(EXCERPTED PASSAGE):
# # #

Discussion and Conclusion: "...it appears that the correlation extends to some 50 kilometers", and a hypothesis consistent with this is explored: "[Barclay] suggests that [lymphoblastic leukemia] arises from children's being exposed to common diseases when they are somewhat older than their urban counterparts."
Carrat, F. and A. Valleron. Epidemiologic Mapping using the 'Kriging' Method: Application to an Influenza-like illness Epidemic in France. AJE, 135:11, pp. 1293-1300.
Page 1293: "Various 'smoothing and interpolation' techniques have been developed...: inverse distance-weighted methods...trend polynomials, and splines. These methods present two limitations: First, they fix tuning constants or make prior assumptions that do not take advantage of the spatial structure of the variable. Second, they do not allow for estimation of the error of interpolation."
Page 1294: "developed in 1971 in its original form by Matheron from an idea of D. G. Krige; hence the name 'kriging.'"
Again, mention of the intrinsic hypothesis; plus the goal of kriging: "A key property of kriging is that the semivariogram [aka variogram] function can be used to estimate the value of the process at unrecorded places from the neighboring sample values."
Page 1295: Again, the usual estimator of the semivariogram; "Clark suggests that a good choice for the lag h is 10 percent of the average sample spacing and that estimates of the semivariogram should be calculated to half the maximum distance between two sampling points."
"The spherical model is the most widely used...." Kind of ironic, given that it seems to be about the most ad hoc of any model, some of which are represented here.
"Lagrange multiplier": Who was Lagrange?
Page 1296: note the equation given for the estimation variance. It is computed from the weights obtained, and the right hand side of the kriging equations (i.e., it is about free once we have the estimate).
Discussion of the "jackknife" procedure (aka cross-validation), which they describe as a means to "verify the validity of all assumptions (the intrinsic hypothesis, choice of the semivariogram model)." They state that "[i]t is therefore advisable to perform [cross-validation] on the whole set of data, and on the set of data obtained after exclusion of the extreme values." Certainly many statisticians will look askance at this practice!

# # #

(REQUIRED ACTIONS):
1. In the reading notes on epidemiologic mapping, why is the estimation variance called "about free"? Answer in one to three sentences.
2. Transcribe the stretch of the reading notes on epidemiologic mapping from "Page 1296: note" through "have the estimate).".
3. Carry on the reading notes on epidemiologic mapping with the next part, beginning after their last sentence.
The records have nothing to do with the reading notes on epidemiologic mapping.

[Items stored from a collection]

# # #

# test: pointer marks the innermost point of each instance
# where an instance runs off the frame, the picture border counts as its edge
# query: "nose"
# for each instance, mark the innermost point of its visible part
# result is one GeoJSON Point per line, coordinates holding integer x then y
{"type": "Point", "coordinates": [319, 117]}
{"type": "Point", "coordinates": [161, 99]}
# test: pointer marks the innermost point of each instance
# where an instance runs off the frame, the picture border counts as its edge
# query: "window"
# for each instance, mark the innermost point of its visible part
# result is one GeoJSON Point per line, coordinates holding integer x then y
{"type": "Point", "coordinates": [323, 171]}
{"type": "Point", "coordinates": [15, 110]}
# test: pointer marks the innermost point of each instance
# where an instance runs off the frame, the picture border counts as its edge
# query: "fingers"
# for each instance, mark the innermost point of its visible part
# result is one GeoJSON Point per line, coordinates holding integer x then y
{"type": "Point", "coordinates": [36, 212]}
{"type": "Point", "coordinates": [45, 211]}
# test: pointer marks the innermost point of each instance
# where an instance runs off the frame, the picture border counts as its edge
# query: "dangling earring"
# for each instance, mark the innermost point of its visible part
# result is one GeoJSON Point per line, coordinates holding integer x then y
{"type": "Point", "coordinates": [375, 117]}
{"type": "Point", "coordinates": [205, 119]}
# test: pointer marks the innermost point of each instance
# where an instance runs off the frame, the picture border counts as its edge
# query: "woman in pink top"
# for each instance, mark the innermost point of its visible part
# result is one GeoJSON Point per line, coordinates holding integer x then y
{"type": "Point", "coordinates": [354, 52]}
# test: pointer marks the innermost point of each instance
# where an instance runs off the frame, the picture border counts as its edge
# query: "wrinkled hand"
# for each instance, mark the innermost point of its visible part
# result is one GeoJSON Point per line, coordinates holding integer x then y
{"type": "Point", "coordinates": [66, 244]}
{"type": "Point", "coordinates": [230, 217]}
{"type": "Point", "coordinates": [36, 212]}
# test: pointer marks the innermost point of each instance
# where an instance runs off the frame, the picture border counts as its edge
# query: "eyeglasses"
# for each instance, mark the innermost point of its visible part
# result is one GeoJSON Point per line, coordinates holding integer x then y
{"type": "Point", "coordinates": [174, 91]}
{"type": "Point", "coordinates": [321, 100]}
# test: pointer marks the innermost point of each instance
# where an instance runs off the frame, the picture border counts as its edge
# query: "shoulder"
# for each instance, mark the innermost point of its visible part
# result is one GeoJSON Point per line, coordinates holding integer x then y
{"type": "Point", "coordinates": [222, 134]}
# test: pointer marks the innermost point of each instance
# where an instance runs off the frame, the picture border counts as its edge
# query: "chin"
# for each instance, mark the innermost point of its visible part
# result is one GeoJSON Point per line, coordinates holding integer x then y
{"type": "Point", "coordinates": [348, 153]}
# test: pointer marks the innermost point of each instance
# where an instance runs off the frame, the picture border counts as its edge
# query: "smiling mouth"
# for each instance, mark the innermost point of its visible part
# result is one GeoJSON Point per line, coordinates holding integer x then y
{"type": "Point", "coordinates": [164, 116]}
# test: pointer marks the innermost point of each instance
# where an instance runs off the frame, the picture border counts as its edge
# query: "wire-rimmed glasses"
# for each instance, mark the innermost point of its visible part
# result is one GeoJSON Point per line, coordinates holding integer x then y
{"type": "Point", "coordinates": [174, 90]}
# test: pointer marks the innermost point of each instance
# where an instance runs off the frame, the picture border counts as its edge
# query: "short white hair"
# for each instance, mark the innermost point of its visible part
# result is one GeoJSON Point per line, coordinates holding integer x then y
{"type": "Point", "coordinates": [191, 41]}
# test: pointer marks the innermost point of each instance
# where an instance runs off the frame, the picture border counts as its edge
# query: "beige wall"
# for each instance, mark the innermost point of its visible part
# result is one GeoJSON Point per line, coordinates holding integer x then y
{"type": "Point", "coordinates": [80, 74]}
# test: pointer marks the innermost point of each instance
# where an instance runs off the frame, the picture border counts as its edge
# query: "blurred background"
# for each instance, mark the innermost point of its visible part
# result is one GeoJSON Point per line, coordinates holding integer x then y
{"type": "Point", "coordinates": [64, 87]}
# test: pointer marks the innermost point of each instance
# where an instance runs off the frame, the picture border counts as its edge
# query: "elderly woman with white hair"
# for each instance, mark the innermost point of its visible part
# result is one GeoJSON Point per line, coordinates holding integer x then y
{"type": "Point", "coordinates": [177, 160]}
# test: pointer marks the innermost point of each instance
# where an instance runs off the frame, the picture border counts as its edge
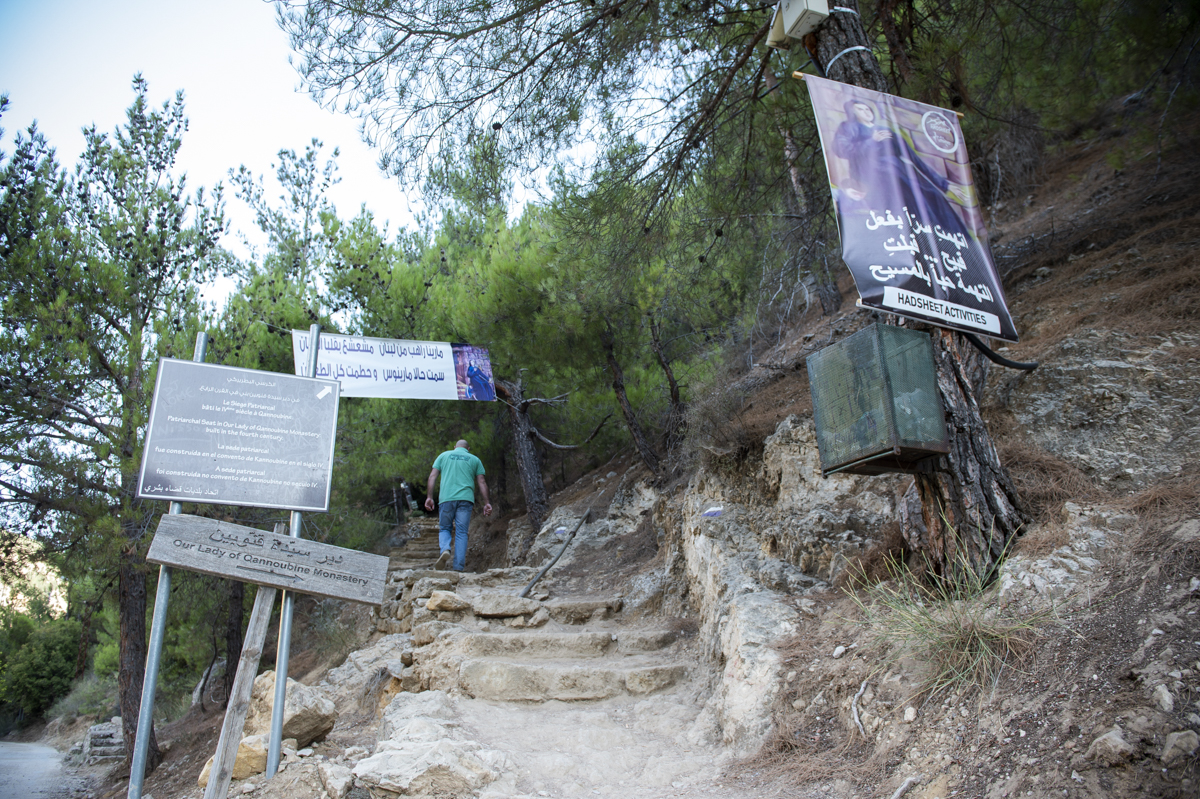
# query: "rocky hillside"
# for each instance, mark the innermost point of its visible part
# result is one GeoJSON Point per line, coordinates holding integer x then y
{"type": "Point", "coordinates": [725, 632]}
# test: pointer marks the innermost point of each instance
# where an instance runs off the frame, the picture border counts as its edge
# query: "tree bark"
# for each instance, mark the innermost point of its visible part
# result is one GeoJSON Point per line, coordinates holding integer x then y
{"type": "Point", "coordinates": [528, 466]}
{"type": "Point", "coordinates": [834, 49]}
{"type": "Point", "coordinates": [678, 412]}
{"type": "Point", "coordinates": [627, 409]}
{"type": "Point", "coordinates": [970, 510]}
{"type": "Point", "coordinates": [233, 635]}
{"type": "Point", "coordinates": [131, 596]}
{"type": "Point", "coordinates": [969, 506]}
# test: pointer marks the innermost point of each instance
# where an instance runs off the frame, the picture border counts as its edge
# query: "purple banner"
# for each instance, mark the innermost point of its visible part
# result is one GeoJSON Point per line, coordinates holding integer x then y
{"type": "Point", "coordinates": [911, 229]}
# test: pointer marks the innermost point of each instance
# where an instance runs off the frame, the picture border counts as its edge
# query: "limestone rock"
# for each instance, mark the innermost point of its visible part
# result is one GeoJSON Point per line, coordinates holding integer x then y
{"type": "Point", "coordinates": [293, 781]}
{"type": "Point", "coordinates": [447, 601]}
{"type": "Point", "coordinates": [743, 704]}
{"type": "Point", "coordinates": [425, 632]}
{"type": "Point", "coordinates": [1164, 700]}
{"type": "Point", "coordinates": [309, 714]}
{"type": "Point", "coordinates": [418, 754]}
{"type": "Point", "coordinates": [497, 605]}
{"type": "Point", "coordinates": [347, 683]}
{"type": "Point", "coordinates": [1135, 424]}
{"type": "Point", "coordinates": [407, 707]}
{"type": "Point", "coordinates": [251, 760]}
{"type": "Point", "coordinates": [425, 587]}
{"type": "Point", "coordinates": [336, 779]}
{"type": "Point", "coordinates": [438, 768]}
{"type": "Point", "coordinates": [1180, 745]}
{"type": "Point", "coordinates": [1110, 749]}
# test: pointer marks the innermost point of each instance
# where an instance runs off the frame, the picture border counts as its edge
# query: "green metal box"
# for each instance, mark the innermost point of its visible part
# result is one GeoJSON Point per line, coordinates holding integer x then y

# # #

(RESULTS FOR THE EXERCISE):
1. It is worked out from the weights already found and from the right hand side of the kriging equations. So once the estimate is made, the variance takes almost no extra work.

2.
Page 1296: note the equation given for the estimation variance. It is computed from the weights obtained, and the right hand side of the kriging equations (i.e., it is about free once we have the estimate).

3.
Page 1297: I don't like their model: any time I see one without a nugget I get uneasy. Looks to me like a Gaussian with a nugget might have been a better choice. They don't state how their model was calculated, but it looks like they only considered spherical models according to the caption to Figure 1.
They, too, interpret their range (174 km). The range is undoubtably the most interpretable parameter!
An important point: "Note that unlike in classical mapping methods based on distance, in the kriging method the weights may be negative." I say that kriging is "riskier" than the other methods: it will go out on a limb and predict something "outside of the kernel of the data" (that is, it may produce an estimate higher or lower than any data value - how brash!). Notice the negative weights in Table 1 of the next page.
Page 1298: Misreading of the intrinsic hypothesis: "The second `ordinary kriging' assumption concerns an intrinsic hypothesis, i.e., that there is no local trend in the early stage of an epidemic...." The intrinsic hypothesis is not about the data, and what actually happens in influenza: it is about the underlying random variables. I like to say that "there is what God could lay down, and then there is what she does lay down". The first is the random function; the second is a realization, of which you have a sample. The model, estimated from data, concerns the random function.
Page 1300: "Kriging also deals with the problem of missing data". "Since it relies on the spatial variability displayed by the actual data to be mapped, it provides the variance of the estimated values.... Error maps can then be used to decide where to introduce new sampling values - namely, at those places on the map where the standard error is judged to be too high." A proper use of the kriging variance.